#### Vorliegender Text
Das Museum befindet sich in den Räumen einer ehemaligen Gemeindedoppelschule (Unterricht für Mädchen und Jungen) und wurde zwischen 1884 und 1886, nach Plänen von Ludwig Hoffmann errichtet. Das Prenzlauer Berg Museum beherbergt heute weiterhin die Kinder- und Erwachsenenbibliothek am Wasserturm und zusätzlich Unterrichtsräume der Volkshochschule sowie das Museums-Archiv, auf dem wir für diese Zeitung immer wieder Informationen, Bilder und vor allem Inspirationen holen. Derzeit wird das Gebäude gründlich saniert.
Im Gegensatz zu ähnlichen Einrichtungen in anderen Berliner Stadtteilen ist das Archiv nicht direkt an eine Bibliothek gekoppelt und nicht mit dieser gemeinsam in einem Raum, sondern es ist separat, was natürlich auch zusätzliches Personal erfordert, in einem dieser typischen ehemaligen Unterrichtsräume.

#### Quellenmaterial
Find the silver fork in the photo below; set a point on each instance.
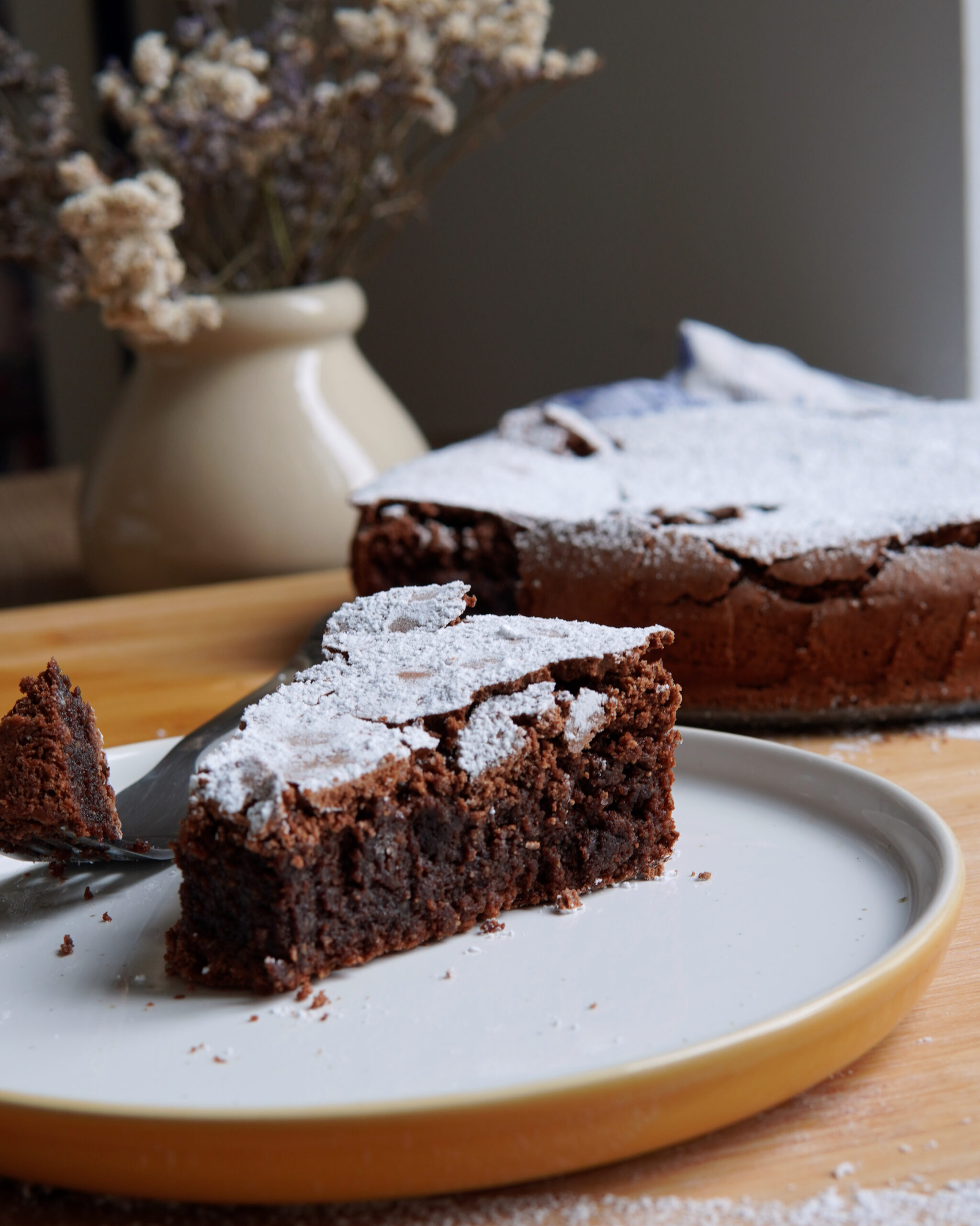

#### Pflichtaufgabe 1
Prüfe, ob die folgenden Aussagen mit dem Text über das Prenzlauer Berg Museum übereinstimmen, und antworte jeweils mit Ja oder Nein samt den entscheidenden Worten des Textes als wörtlichem Zitat: (a) Das Gebäude wurde nach Plänen von Ludwig Hoffmann errichtet. (b) Das Archiv teilt sich einen Raum mit der Bibliothek. (c) Die Sanierung des Gebäudes ist bereits abgeschlossen.
#### Pflichtaufgabe 2
Bearbeite im Text über das Prenzlauer Berg Museum den Abschnitt von "Das Museum befindet" bis "typischen ehemaligen Unterrichtsräume." und setze dabei "Musikschule" an die Stelle von "Volkshochschule".
#### Pflichtaufgabe 3
Schreibe den Text über das Prenzlauer Berg Museum im Anschluss an seinen letzten Satz weiter.

#### Schriftliche Antwort 1
(a) Ja: „nach Plänen von Ludwig Hoffmann errichtet“
(b) Nein: „nicht mit dieser gemeinsam in einem Raum, sondern es ist separat“
(c) Nein: „Derzeit wird das Gebäude gründlich saniert.“

#### Schriftliche Antwort 2
Das Museum befindet sich in den Räumen einer ehemaligen Gemeindedoppelschule (Unterricht für Mädchen und Jungen) und wurde zwischen 1884 und 1886, nach Plänen von Ludwig Hoffmann errichtet. Das Prenzlauer Berg Museum beherbergt heute weiterhin die Kinder- und Erwachsenenbibliothek am Wasserturm und zusätzlich Unterrichtsräume der Musikschule sowie das Museums-Archiv, auf dem wir für diese Zeitung immer wieder Informationen, Bilder und vor allem Inspirationen holen. Derzeit wird das Gebäude gründlich saniert.
Im Gegensatz zu ähnlichen Einrichtungen in anderen Berliner Stadtteilen ist das Archiv nicht direkt an eine Bibliothek gekoppelt und nicht mit dieser gemeinsam in einem Raum, sondern es ist separat, was natürlich auch zusätzliches Personal erfordert, in einem dieser typischen ehemaligen Unterrichtsräume.

#### Schriftliche Antwort 3
Genutzt wird das Archiv sehr viel, allerdings beklagen Nutzer, dass es gelegentlich wieder einmal auf den neuesten Stand gebracht werden sollte. Auch fehlt es direkt an Nachschub von Materialien und historischen Bildern, das dann aber auch erst wieder neu eingepflegt werden müsste, wozu jedoch der Institution die Personaldecke fehlt, die nun wiederum durch die Sparpolitik des Landes Berlin nicht möglich ist.